Repeat the data exactly as given below, dropping every picture.

Point-per-instance localization data
++++++++++
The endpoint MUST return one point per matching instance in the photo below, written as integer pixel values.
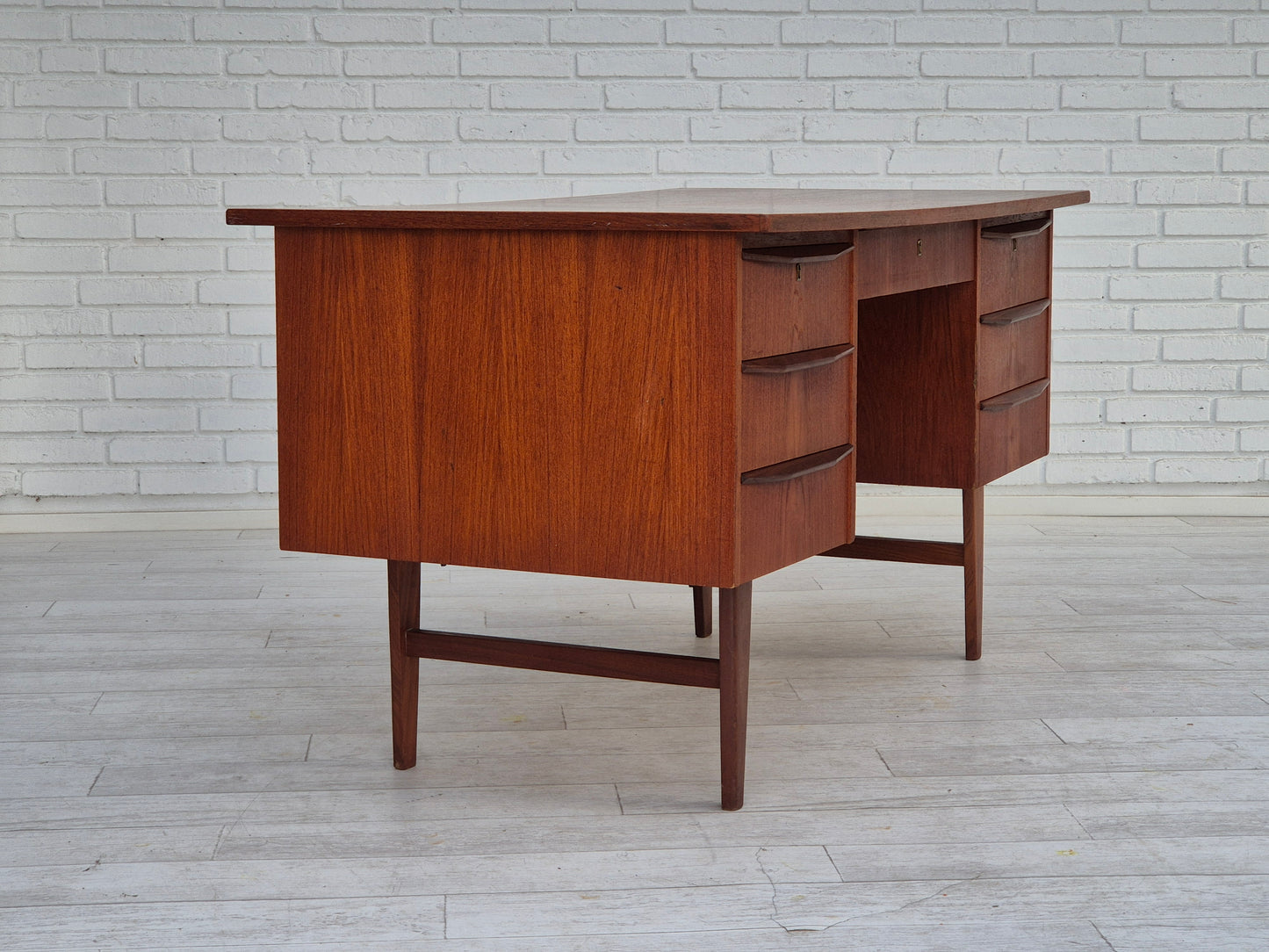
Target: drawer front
(1013, 264)
(792, 519)
(1013, 348)
(790, 413)
(1013, 430)
(795, 299)
(894, 261)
++++++++++
• Exercise output
The endpoint MUST return one point per matching instance in the photo below, written as integer pixel values.
Target: drawer front
(1013, 264)
(792, 519)
(1013, 348)
(790, 413)
(1013, 430)
(795, 299)
(894, 261)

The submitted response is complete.